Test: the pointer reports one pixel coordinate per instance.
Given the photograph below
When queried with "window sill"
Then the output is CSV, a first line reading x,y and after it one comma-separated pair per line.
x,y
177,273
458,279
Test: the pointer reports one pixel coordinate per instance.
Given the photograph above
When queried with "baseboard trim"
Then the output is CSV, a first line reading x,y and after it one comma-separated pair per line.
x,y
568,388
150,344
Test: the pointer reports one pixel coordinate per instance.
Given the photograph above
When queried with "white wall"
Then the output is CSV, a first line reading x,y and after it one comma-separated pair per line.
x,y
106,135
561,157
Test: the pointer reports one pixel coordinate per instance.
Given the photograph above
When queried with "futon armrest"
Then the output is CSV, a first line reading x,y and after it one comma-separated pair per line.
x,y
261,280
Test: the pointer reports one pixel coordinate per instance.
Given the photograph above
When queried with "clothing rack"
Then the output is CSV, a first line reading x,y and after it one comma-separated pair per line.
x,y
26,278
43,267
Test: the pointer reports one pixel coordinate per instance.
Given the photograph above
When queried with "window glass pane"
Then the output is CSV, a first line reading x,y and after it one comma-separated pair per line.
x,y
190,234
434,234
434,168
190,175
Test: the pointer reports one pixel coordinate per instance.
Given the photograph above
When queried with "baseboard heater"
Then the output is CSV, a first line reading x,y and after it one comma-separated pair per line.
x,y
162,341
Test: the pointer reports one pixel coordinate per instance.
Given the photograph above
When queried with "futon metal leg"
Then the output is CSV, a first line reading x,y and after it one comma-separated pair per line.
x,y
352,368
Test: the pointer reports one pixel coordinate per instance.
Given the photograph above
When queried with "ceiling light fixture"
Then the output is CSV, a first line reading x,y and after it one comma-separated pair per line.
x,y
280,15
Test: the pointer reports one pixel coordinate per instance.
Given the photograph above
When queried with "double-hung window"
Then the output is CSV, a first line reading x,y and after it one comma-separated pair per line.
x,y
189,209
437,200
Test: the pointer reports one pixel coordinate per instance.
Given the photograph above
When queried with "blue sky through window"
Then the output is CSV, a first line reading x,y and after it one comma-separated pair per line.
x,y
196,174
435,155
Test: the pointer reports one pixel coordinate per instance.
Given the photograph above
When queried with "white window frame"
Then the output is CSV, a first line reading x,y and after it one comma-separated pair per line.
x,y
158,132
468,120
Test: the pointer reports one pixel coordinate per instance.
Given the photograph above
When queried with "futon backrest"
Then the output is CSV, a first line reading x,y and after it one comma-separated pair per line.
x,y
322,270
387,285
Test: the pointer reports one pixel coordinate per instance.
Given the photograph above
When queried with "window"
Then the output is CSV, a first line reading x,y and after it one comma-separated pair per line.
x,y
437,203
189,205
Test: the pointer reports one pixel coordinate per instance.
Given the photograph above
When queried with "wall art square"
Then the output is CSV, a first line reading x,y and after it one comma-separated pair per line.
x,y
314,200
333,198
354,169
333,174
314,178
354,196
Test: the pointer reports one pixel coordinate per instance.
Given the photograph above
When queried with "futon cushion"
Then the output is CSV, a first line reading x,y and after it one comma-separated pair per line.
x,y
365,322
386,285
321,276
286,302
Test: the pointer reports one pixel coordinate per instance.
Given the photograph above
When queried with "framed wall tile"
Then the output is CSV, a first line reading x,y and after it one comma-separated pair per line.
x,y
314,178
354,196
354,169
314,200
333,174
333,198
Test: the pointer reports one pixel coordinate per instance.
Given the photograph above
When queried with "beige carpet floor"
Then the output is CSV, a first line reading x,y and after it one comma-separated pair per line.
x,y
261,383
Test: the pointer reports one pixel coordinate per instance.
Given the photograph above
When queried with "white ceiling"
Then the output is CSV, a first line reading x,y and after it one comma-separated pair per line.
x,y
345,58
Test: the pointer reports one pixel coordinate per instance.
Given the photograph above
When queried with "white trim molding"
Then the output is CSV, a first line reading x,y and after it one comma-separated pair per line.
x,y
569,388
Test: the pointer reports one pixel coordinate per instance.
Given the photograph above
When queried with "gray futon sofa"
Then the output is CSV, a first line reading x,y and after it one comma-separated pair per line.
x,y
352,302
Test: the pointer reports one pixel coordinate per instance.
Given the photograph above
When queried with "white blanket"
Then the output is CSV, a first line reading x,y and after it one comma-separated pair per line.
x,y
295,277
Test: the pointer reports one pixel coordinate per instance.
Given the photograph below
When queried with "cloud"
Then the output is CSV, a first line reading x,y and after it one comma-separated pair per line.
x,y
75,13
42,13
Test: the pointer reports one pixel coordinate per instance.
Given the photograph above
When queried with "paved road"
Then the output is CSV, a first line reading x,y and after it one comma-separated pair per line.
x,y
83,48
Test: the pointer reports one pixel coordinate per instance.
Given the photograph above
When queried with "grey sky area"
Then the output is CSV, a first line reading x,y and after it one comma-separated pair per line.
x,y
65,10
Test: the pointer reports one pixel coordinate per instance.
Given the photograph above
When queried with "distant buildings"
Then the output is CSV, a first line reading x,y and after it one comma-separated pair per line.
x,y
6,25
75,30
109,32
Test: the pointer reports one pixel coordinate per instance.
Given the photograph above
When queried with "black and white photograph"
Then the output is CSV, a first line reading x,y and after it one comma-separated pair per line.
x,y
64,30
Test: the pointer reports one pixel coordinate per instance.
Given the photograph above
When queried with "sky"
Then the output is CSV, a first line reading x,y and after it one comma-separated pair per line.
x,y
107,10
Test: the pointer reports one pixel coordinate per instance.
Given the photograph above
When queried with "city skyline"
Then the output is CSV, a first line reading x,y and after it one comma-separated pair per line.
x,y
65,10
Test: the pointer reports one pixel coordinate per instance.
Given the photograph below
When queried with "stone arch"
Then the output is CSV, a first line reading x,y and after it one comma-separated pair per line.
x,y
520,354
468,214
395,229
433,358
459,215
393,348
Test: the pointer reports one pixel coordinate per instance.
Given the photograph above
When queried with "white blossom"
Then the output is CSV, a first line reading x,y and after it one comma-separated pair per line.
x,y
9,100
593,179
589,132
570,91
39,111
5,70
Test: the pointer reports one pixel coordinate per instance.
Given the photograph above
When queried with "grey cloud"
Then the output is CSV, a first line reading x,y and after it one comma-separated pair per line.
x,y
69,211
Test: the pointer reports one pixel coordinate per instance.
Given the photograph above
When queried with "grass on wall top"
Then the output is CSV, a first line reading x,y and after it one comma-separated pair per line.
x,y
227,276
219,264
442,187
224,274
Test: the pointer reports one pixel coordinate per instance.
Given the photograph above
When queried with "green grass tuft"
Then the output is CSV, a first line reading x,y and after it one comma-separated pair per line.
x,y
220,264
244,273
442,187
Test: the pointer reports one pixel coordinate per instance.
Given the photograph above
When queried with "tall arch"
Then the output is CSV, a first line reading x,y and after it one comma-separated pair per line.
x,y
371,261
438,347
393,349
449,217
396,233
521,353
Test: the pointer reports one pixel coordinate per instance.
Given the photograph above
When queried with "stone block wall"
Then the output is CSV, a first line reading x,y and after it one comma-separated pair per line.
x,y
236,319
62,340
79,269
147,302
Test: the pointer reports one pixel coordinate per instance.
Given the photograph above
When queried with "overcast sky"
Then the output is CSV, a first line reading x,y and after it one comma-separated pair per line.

Work instructions >> Wherever "arch" occurs in the entries above, copy the line it sits on.

Response box >>
When queried with "stone arch"
When queried with "tall arch"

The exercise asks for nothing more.